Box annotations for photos
---*---

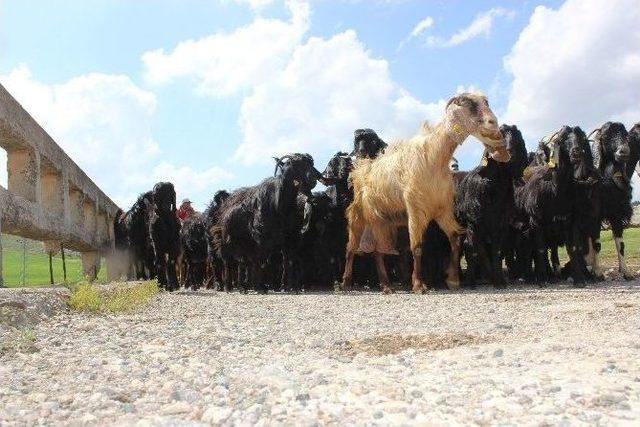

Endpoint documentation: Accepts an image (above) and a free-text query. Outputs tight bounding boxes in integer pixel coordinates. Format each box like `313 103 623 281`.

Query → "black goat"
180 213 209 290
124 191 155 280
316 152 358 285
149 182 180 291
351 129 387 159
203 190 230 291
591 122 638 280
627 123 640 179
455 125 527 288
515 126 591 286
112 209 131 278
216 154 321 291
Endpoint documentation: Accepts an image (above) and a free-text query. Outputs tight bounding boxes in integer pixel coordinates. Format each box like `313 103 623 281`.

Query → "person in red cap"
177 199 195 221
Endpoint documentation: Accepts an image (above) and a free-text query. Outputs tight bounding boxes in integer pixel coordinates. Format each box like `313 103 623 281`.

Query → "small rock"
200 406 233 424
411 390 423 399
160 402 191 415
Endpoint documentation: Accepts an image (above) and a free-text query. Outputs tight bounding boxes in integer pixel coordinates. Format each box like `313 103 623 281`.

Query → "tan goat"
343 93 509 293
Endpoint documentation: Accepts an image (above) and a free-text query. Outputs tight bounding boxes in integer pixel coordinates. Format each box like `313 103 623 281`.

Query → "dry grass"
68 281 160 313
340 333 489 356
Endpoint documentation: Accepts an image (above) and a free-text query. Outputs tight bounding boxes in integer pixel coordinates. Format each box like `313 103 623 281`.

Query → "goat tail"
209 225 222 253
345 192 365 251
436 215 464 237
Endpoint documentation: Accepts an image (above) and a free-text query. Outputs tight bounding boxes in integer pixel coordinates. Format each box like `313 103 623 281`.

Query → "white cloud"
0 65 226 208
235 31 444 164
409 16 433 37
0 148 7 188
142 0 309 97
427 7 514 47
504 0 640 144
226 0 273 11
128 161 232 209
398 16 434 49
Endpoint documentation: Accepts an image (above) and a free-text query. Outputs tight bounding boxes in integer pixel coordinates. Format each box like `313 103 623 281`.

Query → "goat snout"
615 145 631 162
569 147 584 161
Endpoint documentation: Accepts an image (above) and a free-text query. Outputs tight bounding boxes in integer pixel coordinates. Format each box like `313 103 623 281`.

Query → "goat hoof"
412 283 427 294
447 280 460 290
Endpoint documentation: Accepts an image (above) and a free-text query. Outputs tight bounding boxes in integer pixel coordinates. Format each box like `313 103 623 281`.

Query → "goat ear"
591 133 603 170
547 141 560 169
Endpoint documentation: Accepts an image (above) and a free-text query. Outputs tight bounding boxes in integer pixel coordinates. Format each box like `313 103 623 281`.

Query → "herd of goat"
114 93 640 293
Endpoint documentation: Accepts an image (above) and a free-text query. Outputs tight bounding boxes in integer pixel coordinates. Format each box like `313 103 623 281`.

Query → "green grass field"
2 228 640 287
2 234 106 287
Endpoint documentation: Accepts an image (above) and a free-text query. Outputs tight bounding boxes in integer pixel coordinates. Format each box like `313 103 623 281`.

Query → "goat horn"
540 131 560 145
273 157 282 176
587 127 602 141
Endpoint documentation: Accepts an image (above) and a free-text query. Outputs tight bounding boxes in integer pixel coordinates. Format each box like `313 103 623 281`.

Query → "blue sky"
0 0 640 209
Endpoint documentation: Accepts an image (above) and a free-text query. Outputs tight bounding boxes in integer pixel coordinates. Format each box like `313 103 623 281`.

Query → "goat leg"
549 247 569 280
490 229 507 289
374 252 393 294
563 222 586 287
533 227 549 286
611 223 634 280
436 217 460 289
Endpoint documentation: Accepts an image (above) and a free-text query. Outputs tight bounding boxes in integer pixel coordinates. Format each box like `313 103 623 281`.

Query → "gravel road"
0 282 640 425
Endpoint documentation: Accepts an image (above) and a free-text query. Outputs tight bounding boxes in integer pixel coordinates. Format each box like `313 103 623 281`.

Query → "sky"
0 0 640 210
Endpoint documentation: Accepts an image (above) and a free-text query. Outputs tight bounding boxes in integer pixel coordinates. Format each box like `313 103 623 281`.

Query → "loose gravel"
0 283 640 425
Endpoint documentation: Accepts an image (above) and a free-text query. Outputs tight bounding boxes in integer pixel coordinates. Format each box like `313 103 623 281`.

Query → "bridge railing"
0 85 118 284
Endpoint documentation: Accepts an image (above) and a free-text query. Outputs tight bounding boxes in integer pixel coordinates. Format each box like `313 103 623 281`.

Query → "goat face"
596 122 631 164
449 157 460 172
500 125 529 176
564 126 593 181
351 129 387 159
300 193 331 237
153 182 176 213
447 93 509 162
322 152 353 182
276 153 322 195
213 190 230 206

---*---

Rescale the stretch from the start of the rows through the line containing "216 154 321 291", both ends included. Give every line again with its requests, multiplying each box coordinate in the answers by 1.1 and rounding to whole numbers with halves rounded up, and leave the pictures out of your answer.

**SOLVED EXERCISE:**
Endpoint documentation: Accepts an image (above) and a free-text query. Outputs tight bounding boxes in integer pixel coordinates. Format each box like `313 103 623 281`.

Query → "black goat"
198 234 230 319
136 210 171 308
348 167 394 314
164 200 198 320
386 142 426 175
223 209 253 320
650 134 702 308
690 135 704 197
501 138 580 317
567 139 650 315
123 230 144 306
238 169 353 320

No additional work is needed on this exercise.